- [Given text]
════════

The Firebird (French: L’oiseau de feu; Russian: «Жар-птица», Zhar-ptitsa) is a ballet and orchestral concert work by the Russian composer Igor Stravinsky. It was written for the 1910 Paris season of Sergei Diaghilev‘s Ballets Russes company, with choreography by Michel Fokine. The ballet is based on Russian folk tales of the magical glowing bird that can be both a blessing and a curse to its owner. When the ballet was first performed on 25 June 1910, it was an instant success with both audience and critics.
Stravinsky was a young, virtually unknown composer when Diaghilev recruited him to create works for the Ballets Russes. The Firebird was his first project. Originally, Diaghilev approached the Russian composer Anatoly Lyadov, but later hired Stravinsky to compose the music.

════════

- [Extracted entries]

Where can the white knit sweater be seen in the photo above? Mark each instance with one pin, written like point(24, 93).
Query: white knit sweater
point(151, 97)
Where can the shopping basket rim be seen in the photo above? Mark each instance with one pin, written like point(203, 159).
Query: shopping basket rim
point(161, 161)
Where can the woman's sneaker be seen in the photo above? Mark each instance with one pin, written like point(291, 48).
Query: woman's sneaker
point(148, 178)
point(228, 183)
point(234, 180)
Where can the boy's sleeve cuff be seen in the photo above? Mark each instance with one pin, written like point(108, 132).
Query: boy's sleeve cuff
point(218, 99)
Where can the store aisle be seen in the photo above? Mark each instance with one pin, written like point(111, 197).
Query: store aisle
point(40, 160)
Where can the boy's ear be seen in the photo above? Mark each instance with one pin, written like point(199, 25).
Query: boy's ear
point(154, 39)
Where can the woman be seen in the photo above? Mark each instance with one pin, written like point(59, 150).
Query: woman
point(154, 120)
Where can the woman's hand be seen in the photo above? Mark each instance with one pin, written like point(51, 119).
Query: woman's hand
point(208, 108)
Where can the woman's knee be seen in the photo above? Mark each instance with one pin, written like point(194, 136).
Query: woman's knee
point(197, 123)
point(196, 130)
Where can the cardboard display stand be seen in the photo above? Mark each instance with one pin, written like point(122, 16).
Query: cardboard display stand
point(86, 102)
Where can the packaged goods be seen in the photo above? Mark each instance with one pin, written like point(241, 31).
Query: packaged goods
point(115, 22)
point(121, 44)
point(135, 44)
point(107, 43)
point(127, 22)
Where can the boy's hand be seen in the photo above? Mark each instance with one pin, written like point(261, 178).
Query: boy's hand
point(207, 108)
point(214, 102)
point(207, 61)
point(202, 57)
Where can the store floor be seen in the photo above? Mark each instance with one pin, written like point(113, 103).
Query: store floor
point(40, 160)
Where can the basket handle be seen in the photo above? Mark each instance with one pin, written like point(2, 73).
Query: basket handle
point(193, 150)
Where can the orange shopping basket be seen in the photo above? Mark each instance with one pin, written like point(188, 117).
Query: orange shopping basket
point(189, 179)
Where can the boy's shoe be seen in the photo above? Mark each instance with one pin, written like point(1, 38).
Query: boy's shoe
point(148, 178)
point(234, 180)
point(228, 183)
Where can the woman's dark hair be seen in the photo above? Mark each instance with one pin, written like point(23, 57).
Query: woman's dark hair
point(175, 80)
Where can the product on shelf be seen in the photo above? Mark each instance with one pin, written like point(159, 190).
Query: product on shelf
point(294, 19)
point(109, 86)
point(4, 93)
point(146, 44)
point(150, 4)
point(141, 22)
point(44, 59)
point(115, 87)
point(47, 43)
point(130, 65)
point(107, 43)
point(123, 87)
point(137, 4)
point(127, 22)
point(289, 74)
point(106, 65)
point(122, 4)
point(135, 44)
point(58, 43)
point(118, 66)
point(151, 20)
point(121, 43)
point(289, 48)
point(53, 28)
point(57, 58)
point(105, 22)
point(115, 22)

════════

Summarize the text about The Firebird in two sentences.

The Firebird is a ballet and orchestral concert work by Igor Stravinsky, written for the 1910 Paris season of Diaghilev's Ballets Russes with choreography by Michel Fokine and based on Russian folk tales of a magical glowing bird. It was the first project of the young, virtually unknown Stravinsky, whom Diaghilev hired after first approaching Anatoly Lyadov, and its premiere on 25 June 1910 was an instant success with audience and critics.